**** Records ****

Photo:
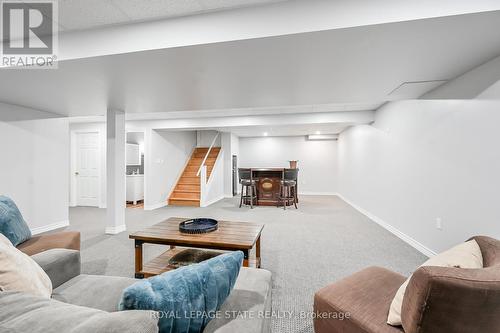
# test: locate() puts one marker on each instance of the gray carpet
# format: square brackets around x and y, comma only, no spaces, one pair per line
[305,249]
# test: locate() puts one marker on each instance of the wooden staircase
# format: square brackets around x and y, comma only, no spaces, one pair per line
[187,189]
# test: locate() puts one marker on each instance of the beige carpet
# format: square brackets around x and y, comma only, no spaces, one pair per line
[305,249]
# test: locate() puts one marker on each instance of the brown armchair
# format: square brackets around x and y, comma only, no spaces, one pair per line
[437,299]
[64,240]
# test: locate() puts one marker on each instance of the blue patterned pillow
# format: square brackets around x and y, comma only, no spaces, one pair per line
[12,224]
[188,297]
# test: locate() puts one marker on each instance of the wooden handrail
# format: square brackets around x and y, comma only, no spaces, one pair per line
[208,152]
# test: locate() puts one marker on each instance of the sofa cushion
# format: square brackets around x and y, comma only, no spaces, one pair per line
[464,255]
[27,313]
[58,240]
[12,224]
[187,297]
[251,294]
[358,303]
[94,291]
[18,272]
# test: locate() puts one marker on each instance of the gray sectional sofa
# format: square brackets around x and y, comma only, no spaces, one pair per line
[89,303]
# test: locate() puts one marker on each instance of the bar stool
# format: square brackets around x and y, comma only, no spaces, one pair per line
[288,187]
[247,182]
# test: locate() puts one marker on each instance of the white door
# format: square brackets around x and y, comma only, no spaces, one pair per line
[87,169]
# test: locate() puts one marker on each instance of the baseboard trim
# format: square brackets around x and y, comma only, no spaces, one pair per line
[401,235]
[115,229]
[318,193]
[155,206]
[206,204]
[50,227]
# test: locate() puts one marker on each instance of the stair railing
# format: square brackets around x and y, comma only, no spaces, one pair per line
[206,156]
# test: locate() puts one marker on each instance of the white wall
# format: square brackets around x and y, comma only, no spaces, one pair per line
[82,128]
[317,159]
[423,160]
[167,153]
[34,170]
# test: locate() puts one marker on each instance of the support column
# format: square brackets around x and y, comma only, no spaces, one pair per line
[115,172]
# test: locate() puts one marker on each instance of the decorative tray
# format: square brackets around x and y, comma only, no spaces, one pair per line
[198,226]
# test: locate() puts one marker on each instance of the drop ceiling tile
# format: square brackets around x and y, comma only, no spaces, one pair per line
[154,9]
[226,4]
[77,14]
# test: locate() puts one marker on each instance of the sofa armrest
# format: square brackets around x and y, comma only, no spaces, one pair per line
[61,265]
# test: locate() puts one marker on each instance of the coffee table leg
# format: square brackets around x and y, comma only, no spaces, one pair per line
[257,252]
[138,259]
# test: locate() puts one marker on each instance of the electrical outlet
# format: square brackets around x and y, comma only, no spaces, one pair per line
[439,223]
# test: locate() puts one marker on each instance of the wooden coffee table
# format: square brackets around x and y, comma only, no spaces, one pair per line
[230,236]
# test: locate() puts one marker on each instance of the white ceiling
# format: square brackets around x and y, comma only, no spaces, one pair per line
[90,14]
[360,65]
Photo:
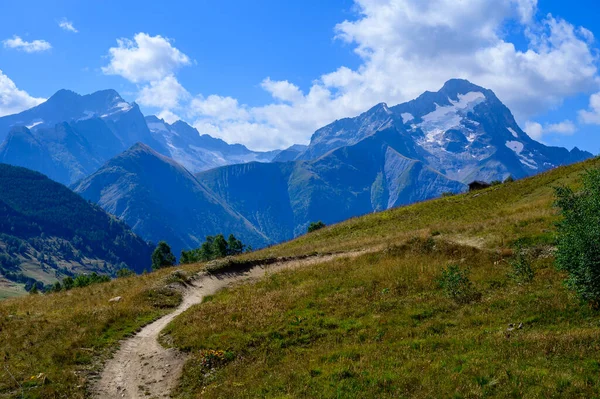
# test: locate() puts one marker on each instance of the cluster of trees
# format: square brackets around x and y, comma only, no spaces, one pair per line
[81,280]
[578,250]
[35,207]
[214,247]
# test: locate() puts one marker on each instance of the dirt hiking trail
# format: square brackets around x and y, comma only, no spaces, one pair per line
[142,368]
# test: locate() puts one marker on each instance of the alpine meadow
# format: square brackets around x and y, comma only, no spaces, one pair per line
[350,199]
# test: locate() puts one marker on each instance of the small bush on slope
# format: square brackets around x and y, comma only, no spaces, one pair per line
[579,237]
[456,284]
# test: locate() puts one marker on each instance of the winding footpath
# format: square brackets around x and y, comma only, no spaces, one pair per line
[142,368]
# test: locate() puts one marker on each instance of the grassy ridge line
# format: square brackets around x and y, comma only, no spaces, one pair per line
[489,214]
[62,334]
[379,326]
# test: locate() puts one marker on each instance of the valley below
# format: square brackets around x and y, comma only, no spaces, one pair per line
[374,324]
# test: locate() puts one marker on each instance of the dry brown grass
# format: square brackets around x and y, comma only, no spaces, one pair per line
[64,337]
[376,325]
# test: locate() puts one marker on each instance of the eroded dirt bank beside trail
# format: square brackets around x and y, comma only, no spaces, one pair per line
[142,368]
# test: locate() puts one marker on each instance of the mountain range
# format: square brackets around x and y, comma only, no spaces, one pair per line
[70,136]
[169,182]
[47,232]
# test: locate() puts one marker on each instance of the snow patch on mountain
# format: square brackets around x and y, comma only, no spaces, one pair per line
[407,117]
[447,117]
[516,146]
[157,127]
[34,124]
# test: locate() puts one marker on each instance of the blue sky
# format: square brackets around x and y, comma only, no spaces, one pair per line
[268,73]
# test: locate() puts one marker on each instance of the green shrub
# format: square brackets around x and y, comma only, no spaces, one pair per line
[456,284]
[162,256]
[578,251]
[215,247]
[314,226]
[125,272]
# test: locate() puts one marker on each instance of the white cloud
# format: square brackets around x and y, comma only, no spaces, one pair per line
[13,100]
[168,116]
[282,90]
[145,58]
[566,128]
[67,25]
[591,116]
[29,47]
[166,93]
[536,131]
[219,108]
[406,47]
[409,46]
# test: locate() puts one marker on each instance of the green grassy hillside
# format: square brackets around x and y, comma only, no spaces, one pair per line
[372,326]
[47,232]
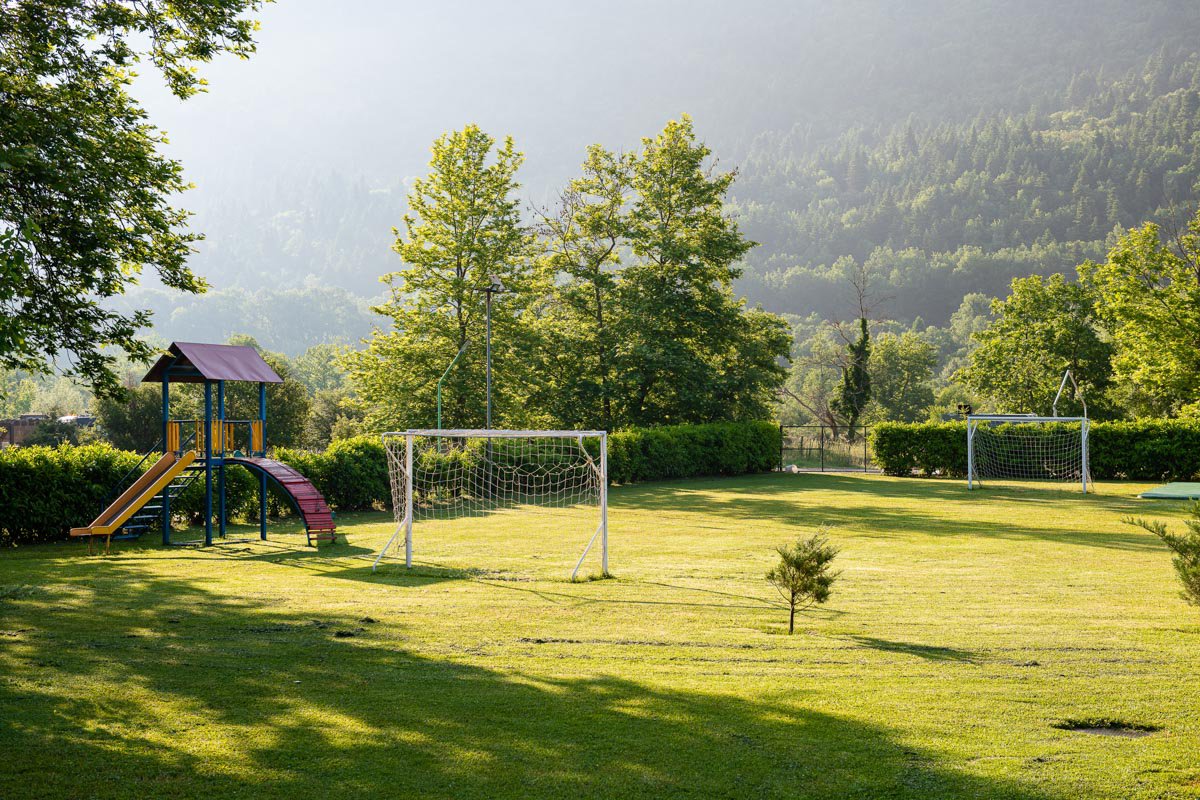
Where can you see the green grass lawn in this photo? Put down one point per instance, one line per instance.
(964, 629)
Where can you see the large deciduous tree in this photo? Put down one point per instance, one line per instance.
(1044, 328)
(579, 326)
(684, 337)
(84, 192)
(1150, 304)
(462, 229)
(901, 376)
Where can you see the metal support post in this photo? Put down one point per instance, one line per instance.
(604, 504)
(408, 500)
(166, 426)
(208, 462)
(970, 455)
(262, 476)
(221, 512)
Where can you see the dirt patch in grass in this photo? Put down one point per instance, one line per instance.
(1105, 727)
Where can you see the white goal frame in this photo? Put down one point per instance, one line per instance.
(975, 420)
(405, 523)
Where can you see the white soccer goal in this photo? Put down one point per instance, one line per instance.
(1029, 447)
(1013, 446)
(447, 475)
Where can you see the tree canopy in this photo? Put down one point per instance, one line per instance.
(85, 194)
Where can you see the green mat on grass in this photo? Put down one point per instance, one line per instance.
(1173, 492)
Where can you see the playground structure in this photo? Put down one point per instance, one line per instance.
(195, 449)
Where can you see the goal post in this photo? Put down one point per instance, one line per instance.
(449, 474)
(1027, 447)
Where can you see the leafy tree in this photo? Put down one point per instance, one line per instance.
(17, 394)
(682, 329)
(84, 192)
(319, 367)
(331, 413)
(582, 240)
(803, 577)
(135, 422)
(462, 230)
(901, 376)
(856, 380)
(52, 433)
(1044, 328)
(1149, 300)
(1185, 546)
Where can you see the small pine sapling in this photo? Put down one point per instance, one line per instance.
(1186, 547)
(803, 577)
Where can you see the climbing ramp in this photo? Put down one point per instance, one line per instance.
(318, 519)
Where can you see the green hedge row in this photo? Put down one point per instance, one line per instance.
(1145, 450)
(47, 491)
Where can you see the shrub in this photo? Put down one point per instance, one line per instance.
(351, 473)
(1185, 547)
(47, 491)
(924, 447)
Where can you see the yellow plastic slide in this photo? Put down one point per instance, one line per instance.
(143, 489)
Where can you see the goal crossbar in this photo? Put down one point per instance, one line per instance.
(405, 488)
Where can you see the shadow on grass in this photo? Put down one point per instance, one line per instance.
(781, 497)
(928, 651)
(118, 683)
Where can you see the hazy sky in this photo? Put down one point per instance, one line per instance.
(367, 84)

****

Show every line from the entries that includes the word "trail".

Answer to the problem:
# test: locate() puts one marker on each instance of the dirt hiking trail
# test: locate() puts one marker on each instance of the eroded dirt bank beside trail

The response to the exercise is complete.